**Karar Metni:**
İstanbul …Asliye Hukuk Mahkemesi’nin …Esas … Karar sayılı 18/09/2019 tarihli kararı ile görevsizlik kararı verilerek mahkememize tevzi edilen dosya mahkememizin … Esas sayısını almıştır.
Husumet itirazı yönünden; davalılar arasında düzenlenen sözleşmede iş sahibi davalı … un diğer davalı şirkete yükleniciye emir ve talimat verme yapılan işi kontrol ve denetleme yetkisinin tanınmış bulunduğu bir başka anlatımla taraflar arasında bağımlılık ilişkisi kurulduğu anlaşılmaktadır. Bu durumda davalı … ‘un da meydana gelen zarardan dolayı adam çalıştıran sıfatıyla ve mütesilsilen sorumlu olduğu kuşkusuzdur. Sözleşmedeki iç ilişkiyi düzenleyen hükümlerin zarar görene karşı ileri sürülmesi mümkün değildir. Nitekim Yargıtay 7. Hukuk Dairesi’nin 2012/8814 Esas 2014/8472 Karar sayılı ilamı da bu yönde olup, davalının husumet itirazının reddi gerekmiştir.
Gerçek zarar ilkesi yönünden; Yargıtay Hukuk Genel Kurulu’nun, 08.12.2010 tarih, 2010/7-530 E, 2010/636 K.sayılı ilamında da vurgulandığı üzere hukukumuzda gerçek zarar ilkesi geçerlidir. Mal varlığına yönelik haksız eylemlerde gerçek zarar, mal varlığının haksız eylemden önceki durumuna gelmesi, bir başka anlatımla haksız eylem meydana gelmemiş olsa idi ne durumda olacak ise o duruma getirilmesi için gerekli olan tutardır. Zarar görenin zararı giderebilmek için kendi çalıştırdığı işçilerine ve araç sürücülerine ödediği ücretler genel idare giderleri olup, haksız fiil meydana gelmese dahi ödenmesi gereken giderlerdir. Bunların zarar ile ilgisi bulunmamaktadır. Özel olarak adam tutulup çalıştırıldığı kanıtlanmadıkça haksız fiil meydana gelmeseydi dahi yapılacak bu nitelikteki giderler zarar kapsamına dâhil edilemez. Bu iş için davacı tarafından, özel olarak, işçi tutup çalıştırma ve araç kiralama durumu söz konusu ise, buna ilişkin giderlerin tahsili mümkün olabilecektir. Bu hususta ispat yükü ise davacıdadır.
Faiz yönünden; Dava konusu hasar haksız fiil şeklinde gerçekleşmiş olup, haksız eylem faili, ihtar ve ihbara gerek olmaksızın, zararın doğduğu anda, başka bir anlatımla haksız eylem tarihinden itibaren zararın tamamı için temerrüde düşmüş sayılır. Faiz bu tariten itibaren başlayacaktır. 3095 sayılı Yasa’nın 2/3. maddesi uyarınca, gerçek veya tüzel kişi tacirler arasında, haksız eylem dahil her türlü nedenden kaynaklanan alacaklarda, istek halinde T.C.Merkez Bankası’nın kısa vadeli kredilere uyguladığı avans faizi oranında temerrüt faizine hükmedilmesi gerekmekte olup, davacı vekilinin yasal faizi talep ettiği görülmüştür.

**Yapılacak İşler:**
(1) Karar metninde "Husumet itirazı yönünden;" ifadesinden "itirazının reddi gerekmiştir." ifadesine kadar uzanan kısmı hiçbir değişiklik yapmadan kopyalayın.
(2) Faiz konusundaki değerlendirmeyle sona eren karar metnini, son cümlesinin ardından kaldığı yerden sürdürün.

**Veri Kümesi:**
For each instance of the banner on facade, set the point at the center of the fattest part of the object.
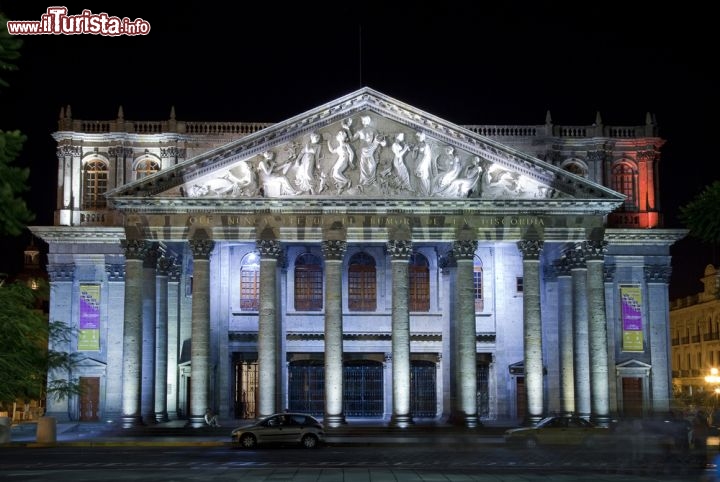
(89, 333)
(631, 302)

**Yanıtlar:**
(1)
Husumet itirazı yönünden; davalılar arasında düzenlenen sözleşmede iş sahibi davalı … un diğer davalı şirkete yükleniciye emir ve talimat verme yapılan işi kontrol ve denetleme yetkisinin tanınmış bulunduğu bir başka anlatımla taraflar arasında bağımlılık ilişkisi kurulduğu anlaşılmaktadır. Bu durumda davalı … ‘un da meydana gelen zarardan dolayı adam çalıştıran sıfatıyla ve mütesilsilen sorumlu olduğu kuşkusuzdur. Sözleşmedeki iç ilişkiyi düzenleyen hükümlerin zarar görene karşı ileri sürülmesi mümkün değildir. Nitekim Yargıtay 7. Hukuk Dairesi’nin 2012/8814 Esas 2014/8472 Karar sayılı ilamı da bu yönde olup, davalının husumet itirazının reddi gerekmiştir.

(2)
Bu açıklamalar ışığında tarafların sunmuş olduğu tüm deliller dosya içerisine alınmış, icra dosyası getirtilerek incelenmiş, tüm deliller toplandıktan sonra alanında uzman elektirik mühendisi bilirkişiden rapor alınmıştır.
İcra takip dosyasının incelenmesinde, davacının İstanbul … İcra Dairesinin …esas sayılı takip dosyasında hasar bedelinden kaynaklanan 964,93-TL asıl alacak 24,27-TL işlemiş faiz olmak üzere toplam 989,20-TL takip yapıldığı, ödeme emrinin borçlulara 29/01/2018 tarihinde tebliğ edildiği, borçluların süresi içerisinde olmak kaydıyla …’un 02/02/2018, …’ın 30/01/2018 tarihinde borca itiraz ettiği, borca itirazla birlikte takibin durduğu, durdurma kararının alacaklı vekiline tebliğ edilmediği , dava İİK’nın 67. maddesi düzenlenen bir yıllık hakdüşürücü süre içinde açıldığı görülmüştür.
Dava konusu hasar bedeli formunun incelenmesinde; 06.10.2017 hasar tarihi, hasar veren firmanın …Ltd Şti (…Telekom) olarak belirtildiği, maddi hasar malzeme bedeli 96,26-TL, maddi hasar montaj bedeli 321,98-TL, araç ve personel 235,95-TL, %25 ceza bedeli 163,55-TL, KDV 147,19-TL olmak üzere toplam 964,93-TL hasar bedeli formu düzenlendiği görülmüştür.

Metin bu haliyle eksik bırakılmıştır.